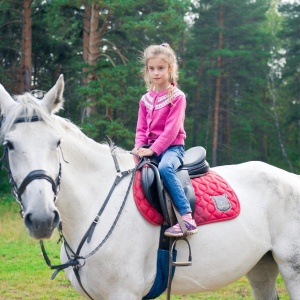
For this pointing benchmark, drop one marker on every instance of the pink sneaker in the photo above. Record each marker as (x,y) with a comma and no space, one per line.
(175,231)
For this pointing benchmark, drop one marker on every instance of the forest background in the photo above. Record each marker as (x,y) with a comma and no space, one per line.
(239,67)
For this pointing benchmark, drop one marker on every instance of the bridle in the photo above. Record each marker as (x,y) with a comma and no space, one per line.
(33,175)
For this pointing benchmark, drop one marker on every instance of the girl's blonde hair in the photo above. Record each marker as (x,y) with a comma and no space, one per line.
(168,55)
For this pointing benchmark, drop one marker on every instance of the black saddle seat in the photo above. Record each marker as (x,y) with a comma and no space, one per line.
(194,161)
+++++
__What the task requires__
Quote the records word for word, starting with the line that contains "of the bridle" and going on through the end of the records.

__Expected answer__
For this pointing benchmark, drop one marker on every instance of the bridle in the photo above. Record each marker as (x,y) with a comma and no space, one per line.
(33,175)
For this pointing benchmark, drop one marker on every instance of the girl's blonde hair in the photo above. Record each marker as (x,y) with a comma and no space, one per line.
(168,55)
For this pointing benchmark, drop one marker on every instance of the black saddle seat in the photo above. Record each marker as (x,y) with a comma and no space, one per line.
(194,161)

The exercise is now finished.